*Rows from a pointing dataset*.
________
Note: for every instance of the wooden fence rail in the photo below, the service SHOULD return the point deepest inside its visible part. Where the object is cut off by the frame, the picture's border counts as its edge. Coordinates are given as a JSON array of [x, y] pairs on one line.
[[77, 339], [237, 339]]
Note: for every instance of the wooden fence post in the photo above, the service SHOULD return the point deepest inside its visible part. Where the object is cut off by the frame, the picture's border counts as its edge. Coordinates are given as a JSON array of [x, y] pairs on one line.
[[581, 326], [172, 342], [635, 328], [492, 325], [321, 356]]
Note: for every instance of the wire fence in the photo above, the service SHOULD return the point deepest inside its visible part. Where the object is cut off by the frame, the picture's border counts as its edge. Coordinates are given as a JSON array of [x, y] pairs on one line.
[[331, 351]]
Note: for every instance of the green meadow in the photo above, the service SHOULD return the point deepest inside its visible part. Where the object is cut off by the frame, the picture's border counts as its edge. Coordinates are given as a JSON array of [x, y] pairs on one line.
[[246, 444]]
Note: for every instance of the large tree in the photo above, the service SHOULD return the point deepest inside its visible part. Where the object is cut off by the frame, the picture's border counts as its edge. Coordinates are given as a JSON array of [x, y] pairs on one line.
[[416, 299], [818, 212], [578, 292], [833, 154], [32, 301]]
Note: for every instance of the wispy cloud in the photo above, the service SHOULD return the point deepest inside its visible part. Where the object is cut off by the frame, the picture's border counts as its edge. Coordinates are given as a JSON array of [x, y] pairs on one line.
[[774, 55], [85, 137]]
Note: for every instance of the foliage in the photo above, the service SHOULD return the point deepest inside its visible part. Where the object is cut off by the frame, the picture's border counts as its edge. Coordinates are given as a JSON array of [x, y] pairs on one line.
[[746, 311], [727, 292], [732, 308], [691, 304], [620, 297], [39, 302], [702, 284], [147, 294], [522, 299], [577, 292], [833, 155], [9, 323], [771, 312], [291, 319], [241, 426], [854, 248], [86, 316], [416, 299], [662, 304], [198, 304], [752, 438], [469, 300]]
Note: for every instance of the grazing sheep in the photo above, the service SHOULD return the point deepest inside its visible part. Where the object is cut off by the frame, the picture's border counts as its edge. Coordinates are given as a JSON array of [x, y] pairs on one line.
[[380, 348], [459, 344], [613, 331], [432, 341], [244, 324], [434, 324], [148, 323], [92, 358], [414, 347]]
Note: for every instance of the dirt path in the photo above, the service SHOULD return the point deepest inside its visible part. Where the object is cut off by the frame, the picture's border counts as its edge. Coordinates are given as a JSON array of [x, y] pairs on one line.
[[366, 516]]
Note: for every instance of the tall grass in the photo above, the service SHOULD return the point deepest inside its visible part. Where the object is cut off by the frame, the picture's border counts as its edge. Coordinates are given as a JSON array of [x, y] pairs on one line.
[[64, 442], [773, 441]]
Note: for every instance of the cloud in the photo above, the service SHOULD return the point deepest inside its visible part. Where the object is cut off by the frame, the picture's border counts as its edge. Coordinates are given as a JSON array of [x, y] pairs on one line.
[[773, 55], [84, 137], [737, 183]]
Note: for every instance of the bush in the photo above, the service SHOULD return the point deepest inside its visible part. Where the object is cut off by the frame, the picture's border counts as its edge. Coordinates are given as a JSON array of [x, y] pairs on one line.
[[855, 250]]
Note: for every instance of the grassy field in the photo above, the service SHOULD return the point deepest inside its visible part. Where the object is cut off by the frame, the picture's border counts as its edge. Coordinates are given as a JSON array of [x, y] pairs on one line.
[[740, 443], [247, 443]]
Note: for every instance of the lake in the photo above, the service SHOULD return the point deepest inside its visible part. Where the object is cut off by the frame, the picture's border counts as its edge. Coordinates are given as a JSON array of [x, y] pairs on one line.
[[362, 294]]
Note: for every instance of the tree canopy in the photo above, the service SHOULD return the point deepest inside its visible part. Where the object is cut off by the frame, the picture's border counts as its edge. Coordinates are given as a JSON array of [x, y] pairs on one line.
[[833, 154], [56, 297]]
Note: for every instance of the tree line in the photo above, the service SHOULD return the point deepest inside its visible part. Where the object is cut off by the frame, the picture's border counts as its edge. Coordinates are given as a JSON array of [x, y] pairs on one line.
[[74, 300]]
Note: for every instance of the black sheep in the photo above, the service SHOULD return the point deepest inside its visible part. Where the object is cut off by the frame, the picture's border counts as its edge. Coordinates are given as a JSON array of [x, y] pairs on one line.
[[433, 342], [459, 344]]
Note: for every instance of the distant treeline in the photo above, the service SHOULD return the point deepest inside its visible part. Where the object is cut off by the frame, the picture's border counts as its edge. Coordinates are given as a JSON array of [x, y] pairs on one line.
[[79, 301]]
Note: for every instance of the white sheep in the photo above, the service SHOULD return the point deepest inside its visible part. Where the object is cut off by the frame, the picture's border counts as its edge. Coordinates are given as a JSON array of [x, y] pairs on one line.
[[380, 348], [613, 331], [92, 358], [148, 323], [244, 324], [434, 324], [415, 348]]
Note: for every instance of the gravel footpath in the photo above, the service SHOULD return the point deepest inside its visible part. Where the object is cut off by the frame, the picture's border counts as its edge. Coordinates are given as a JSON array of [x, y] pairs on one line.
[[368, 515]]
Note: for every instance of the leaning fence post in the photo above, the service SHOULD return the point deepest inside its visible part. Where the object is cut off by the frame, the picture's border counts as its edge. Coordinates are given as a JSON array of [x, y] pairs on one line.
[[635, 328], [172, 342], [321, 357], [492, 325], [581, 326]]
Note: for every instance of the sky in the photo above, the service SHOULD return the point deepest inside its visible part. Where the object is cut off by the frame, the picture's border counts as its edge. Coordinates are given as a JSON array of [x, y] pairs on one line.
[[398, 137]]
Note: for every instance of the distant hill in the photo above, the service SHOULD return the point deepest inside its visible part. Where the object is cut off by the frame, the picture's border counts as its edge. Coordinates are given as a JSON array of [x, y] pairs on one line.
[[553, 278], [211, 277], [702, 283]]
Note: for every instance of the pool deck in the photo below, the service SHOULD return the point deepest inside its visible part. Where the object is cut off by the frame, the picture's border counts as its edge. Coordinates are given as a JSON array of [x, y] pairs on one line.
________
*EXERCISE DIRECTIONS*. Lay out the lines from the start of the records up to and including the line with "[[77, 339], [237, 339]]" as a Markdown table, leaving out blank lines. Use two columns, "Row" for the row number and "Line" for the line itself.

*FULL SOLUTION*.
| Row | Line |
|---|---|
| 1 | Note: for every instance of the wooden fence rail in the photo below, the service SHOULD return the point deepest inside its visible part. Where the object is cut off by the frame, the picture's border counts as its edge. Coordinates are given as a JSON array of [x, y] pairs on one line. |
| 2 | [[77, 339], [237, 339]] |